The film was met with great surprise in Venice because it was made entirely with traditional animation techniques without even turning on a computer (except for editing and other technical phases), which isn't a small feat in the era of 3D films. Indeed, the visual aspect is extraordinarily crafted, with pastel-colored backgrounds and characters painted with tempera like we hadn't seen in a long time; even the opening credits are designed with great simplicity and a stylized touch. The pencil-like quality of the film erupts in extraordinary visual inventions such as the tsunami wave, rendered as a school of frenzied water fish, or the scenography of the beautiful, paradisiacal village splashed with every color where Sosuke lives. A commendation also goes to the figure of Ponyo's father: his look is stunning, and the wonderful striped clothes seem to come directly from the hand of Yohji Yamamoto. While the graphics add points to the film, the narrative instead lacks clarity, especially in the second part, when the characters appear driven by unclear motivations that make the film's view somewhat confusing: this is a flaw Miyazaki often shows, and his films often require a second viewing to be fully appreciated. It might be a process of "subtracting" done on the script that, if pushed too far, risks omitting lines that would have favored greater understanding of the work, making everything vaguely abstract and unreal. The sense of unreality increases because, as is typical of Japanese cinema, much is left unsaid or unexplained, or absurd events occur such as the boats of tsunami survivors full of gleeful, colorful, and festive people. Despite some narrative flaws, the film reaches a dignified conclusion and stands as a good directorial effort by Miyazaki: "Ponyo on the Cliff by the Sea" is far from the master's masterpieces (like the immense "Howl's Moving Castle"), but it manages to be liked for the awkward and imaginative unreality it proposes and for which one shouldn't ask questions. It is not a fairy tale, nor is it a fable (it lacks the standard elements): it is a story explicitly dedicated to a very young audience who will find in this film 100 minutes of carefree fun.

Natural-language descriptions of regions:

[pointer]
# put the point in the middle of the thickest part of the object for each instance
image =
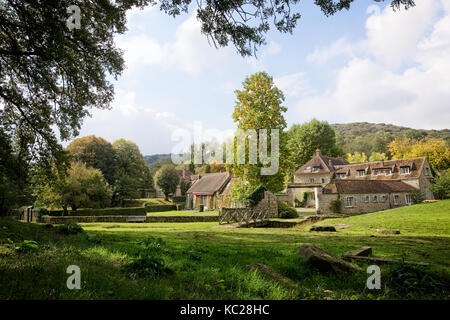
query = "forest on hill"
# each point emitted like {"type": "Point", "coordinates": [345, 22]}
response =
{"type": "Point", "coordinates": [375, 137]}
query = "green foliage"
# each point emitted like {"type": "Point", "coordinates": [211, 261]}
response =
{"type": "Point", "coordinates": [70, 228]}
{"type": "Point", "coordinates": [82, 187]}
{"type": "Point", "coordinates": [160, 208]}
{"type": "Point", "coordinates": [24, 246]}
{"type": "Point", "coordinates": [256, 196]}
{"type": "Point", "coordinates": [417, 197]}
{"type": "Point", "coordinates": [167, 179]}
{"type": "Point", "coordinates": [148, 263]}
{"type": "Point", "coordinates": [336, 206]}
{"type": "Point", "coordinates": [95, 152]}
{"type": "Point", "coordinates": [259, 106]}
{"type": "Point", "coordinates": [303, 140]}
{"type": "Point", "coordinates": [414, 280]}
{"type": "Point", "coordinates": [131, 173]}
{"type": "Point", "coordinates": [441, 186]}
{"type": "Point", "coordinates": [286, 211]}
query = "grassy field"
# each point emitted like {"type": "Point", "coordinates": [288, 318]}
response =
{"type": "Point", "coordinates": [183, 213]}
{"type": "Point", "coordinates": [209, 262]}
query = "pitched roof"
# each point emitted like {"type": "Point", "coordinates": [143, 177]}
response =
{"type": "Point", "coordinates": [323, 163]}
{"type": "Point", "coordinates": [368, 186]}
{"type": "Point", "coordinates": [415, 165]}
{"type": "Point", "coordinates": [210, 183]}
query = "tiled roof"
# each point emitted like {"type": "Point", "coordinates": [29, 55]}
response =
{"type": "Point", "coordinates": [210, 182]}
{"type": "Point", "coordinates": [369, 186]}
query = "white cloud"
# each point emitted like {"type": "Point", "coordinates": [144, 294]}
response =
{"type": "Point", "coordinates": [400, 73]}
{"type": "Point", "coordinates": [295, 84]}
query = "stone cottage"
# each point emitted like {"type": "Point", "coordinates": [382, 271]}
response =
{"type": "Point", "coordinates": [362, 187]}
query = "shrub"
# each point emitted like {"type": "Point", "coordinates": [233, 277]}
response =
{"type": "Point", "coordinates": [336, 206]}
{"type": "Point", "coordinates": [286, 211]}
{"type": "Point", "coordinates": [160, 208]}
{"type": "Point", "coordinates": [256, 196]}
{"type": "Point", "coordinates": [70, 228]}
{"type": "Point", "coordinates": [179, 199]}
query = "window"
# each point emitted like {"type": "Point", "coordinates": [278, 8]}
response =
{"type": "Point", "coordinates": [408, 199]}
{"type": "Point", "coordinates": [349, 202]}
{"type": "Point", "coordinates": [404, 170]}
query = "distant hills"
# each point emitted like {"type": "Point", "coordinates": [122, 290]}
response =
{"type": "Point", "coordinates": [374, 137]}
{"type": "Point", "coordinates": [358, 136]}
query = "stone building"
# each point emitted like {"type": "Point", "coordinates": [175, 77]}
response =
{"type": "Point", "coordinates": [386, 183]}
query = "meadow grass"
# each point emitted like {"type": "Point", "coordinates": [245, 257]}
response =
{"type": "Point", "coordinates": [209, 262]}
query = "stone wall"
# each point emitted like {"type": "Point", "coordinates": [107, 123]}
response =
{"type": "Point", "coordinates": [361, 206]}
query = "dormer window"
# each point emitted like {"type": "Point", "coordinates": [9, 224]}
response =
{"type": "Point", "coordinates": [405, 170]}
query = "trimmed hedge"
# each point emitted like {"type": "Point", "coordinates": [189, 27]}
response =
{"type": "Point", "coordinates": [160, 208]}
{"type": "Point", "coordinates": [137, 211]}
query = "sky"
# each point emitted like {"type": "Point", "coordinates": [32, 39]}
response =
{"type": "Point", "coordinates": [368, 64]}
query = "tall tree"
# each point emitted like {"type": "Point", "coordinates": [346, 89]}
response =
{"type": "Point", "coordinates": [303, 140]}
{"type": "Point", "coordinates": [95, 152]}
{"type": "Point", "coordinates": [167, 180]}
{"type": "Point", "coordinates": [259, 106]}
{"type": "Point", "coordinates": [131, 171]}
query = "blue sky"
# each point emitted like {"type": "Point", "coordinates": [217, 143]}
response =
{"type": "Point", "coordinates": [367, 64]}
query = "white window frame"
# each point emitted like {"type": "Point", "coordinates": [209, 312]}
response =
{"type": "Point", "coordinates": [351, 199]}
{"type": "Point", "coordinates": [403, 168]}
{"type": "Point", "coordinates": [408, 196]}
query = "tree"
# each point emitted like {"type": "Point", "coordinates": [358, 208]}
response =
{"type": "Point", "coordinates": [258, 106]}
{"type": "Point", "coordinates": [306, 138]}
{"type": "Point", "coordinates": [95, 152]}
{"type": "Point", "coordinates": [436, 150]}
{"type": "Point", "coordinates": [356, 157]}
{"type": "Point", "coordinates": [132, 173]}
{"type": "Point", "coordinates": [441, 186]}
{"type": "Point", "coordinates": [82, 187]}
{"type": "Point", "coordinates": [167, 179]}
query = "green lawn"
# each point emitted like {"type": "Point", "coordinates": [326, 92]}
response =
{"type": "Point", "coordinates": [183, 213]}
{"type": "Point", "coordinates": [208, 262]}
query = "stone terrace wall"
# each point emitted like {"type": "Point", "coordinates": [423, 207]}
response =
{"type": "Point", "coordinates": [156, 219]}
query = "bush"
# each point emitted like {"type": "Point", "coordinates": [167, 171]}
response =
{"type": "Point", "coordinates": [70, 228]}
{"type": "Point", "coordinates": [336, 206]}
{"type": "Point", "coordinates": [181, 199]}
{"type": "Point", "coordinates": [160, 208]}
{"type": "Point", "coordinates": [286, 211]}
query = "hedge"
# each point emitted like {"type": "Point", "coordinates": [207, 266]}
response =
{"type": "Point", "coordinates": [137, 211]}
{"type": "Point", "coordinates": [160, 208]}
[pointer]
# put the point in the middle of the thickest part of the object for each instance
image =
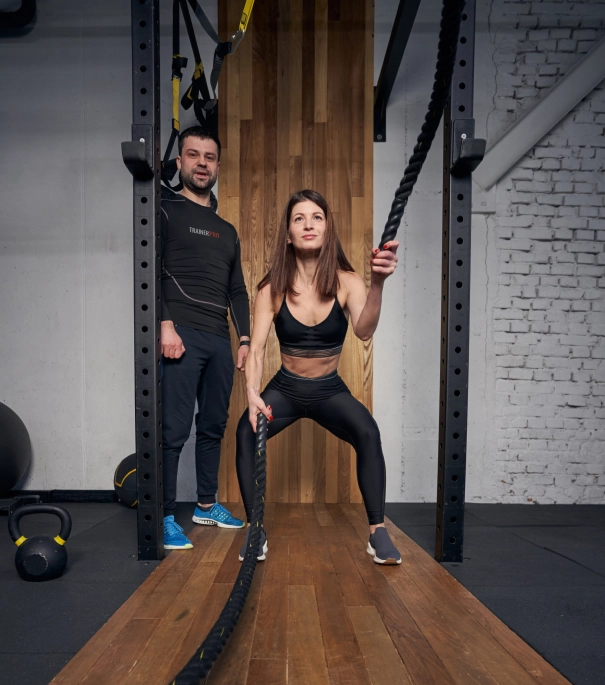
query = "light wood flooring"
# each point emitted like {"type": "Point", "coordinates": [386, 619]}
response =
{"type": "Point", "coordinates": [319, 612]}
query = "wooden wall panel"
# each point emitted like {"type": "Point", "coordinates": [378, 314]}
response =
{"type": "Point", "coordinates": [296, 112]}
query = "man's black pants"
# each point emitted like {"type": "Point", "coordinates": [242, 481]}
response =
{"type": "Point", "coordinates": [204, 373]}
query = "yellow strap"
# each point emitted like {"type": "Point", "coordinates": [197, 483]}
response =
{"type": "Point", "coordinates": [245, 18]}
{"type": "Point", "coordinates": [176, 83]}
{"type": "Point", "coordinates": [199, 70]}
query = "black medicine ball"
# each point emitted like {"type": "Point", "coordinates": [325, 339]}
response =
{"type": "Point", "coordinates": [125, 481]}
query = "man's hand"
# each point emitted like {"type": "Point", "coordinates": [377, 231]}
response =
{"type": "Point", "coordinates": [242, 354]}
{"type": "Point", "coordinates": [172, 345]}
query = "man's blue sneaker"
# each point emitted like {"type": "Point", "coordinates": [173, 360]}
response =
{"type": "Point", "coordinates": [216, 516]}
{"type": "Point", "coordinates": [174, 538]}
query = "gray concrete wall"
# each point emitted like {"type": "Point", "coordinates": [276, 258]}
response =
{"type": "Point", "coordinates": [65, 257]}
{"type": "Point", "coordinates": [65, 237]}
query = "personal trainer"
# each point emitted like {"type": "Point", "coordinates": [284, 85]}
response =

Task directions → Pick up the review of "Ponyo on the Cliff by the Sea" after its final sentence and carry it further. The data stand apart from the review of "Ponyo on the Cliff by the Sea" and have no connection to it.

Output below →
The film's only truly painful flaw is its Italian adaptation. Here we enter a purely technical part that probably doesn't interest 90% of the audience that will go to the theater to see the film, but it requires a few lines, at least for anime enthusiasts (Japanese animated cartoons). In its relationship with Lucky Red, Studio Ghibli insisted on no cuts and maximum fidelity to the original script: this pushed the distribution company to rely on the collaboration of Gualtiero Cannarsi, very famous among otaku (anime fans) for having curated the Italian edition of the cult "Neon Genesis Evangelion". The result was not excellent: aside from the use of "-chan", a diminutive particle unknown to the Italian audience that, in my opinion, should have been removed and replaced somehow, the worst was the glaring artificiality of the language. It sounded like dialogues translated with BabelFish, or rather dialogues translated word for word and not adapted: this is a serious problem because the Japanese DO NOT speak like us and use expressions and syntactic forms very different from ours; Japanese does not even stem from the Indo-European branch, so it's easy to understand how it is a language very distant from ours. If it's already unfeasible to translate a film from French (a language very close to us) and leave it unadapted, this is even more true for Japanese: the film's characters used bizarre, paraphrastic, and outdated forms that nobody in spoken language uses, even though in reality the characters are old ladies and children who surely were speaking particularly colloquial language in the original (paradoxically, the characters with the smoothest language were the sea goddess and her noble husband).

The same mistake of excessive fidelity was made by Cannarsi in the series Abenobashi - Magical Shopping Arcade and the Card Captor Sakura movie, which may have very faithful dubs, but have dialogues so close to the original that they sound truly awkward, if not downright annoying. Mediaset is notoriously famous for its distorted adaptations, Cannarsi exaggerates on the opposite side: will a balance ever be found?